▸ **The request**: Rename "hole_rule" to "fill_rule" and give back only the lines from the one that has "target: rocky mountain peak" through the last line, everything else left unchanged.
--- begin ---
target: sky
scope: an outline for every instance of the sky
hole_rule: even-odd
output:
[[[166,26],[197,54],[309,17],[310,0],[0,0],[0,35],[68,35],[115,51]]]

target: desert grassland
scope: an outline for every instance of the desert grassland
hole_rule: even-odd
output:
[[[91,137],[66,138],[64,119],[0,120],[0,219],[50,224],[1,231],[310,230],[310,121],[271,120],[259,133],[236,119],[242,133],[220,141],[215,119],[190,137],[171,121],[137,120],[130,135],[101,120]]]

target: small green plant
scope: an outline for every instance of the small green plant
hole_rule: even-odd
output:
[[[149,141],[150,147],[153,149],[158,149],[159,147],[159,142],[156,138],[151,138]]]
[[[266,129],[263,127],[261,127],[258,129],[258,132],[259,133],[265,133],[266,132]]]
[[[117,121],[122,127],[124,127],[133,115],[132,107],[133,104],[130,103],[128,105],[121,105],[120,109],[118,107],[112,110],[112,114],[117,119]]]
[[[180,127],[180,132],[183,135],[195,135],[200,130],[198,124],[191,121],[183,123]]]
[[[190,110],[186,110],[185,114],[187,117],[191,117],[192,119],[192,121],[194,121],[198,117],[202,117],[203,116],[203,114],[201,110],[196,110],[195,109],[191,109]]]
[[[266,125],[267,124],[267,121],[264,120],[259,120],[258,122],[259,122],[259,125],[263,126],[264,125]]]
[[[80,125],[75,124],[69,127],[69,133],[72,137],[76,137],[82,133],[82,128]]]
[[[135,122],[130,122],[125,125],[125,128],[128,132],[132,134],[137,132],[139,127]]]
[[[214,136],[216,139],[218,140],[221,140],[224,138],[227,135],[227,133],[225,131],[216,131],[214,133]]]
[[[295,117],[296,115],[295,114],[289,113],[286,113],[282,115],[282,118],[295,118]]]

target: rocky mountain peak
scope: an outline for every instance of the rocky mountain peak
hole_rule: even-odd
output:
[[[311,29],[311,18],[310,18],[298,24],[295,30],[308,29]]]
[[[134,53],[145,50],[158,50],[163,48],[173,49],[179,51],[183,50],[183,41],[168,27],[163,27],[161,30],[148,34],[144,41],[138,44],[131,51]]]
--- end ---
▸ **Task solution**:
target: rocky mountain peak
scope: an outline for every instance of the rocky mountain peak
fill_rule: even-odd
output:
[[[311,29],[311,18],[310,18],[298,24],[295,30],[308,29]]]
[[[134,53],[145,50],[158,50],[163,48],[173,49],[179,51],[183,50],[183,41],[168,27],[163,27],[161,30],[148,34],[144,41],[138,44],[131,51]]]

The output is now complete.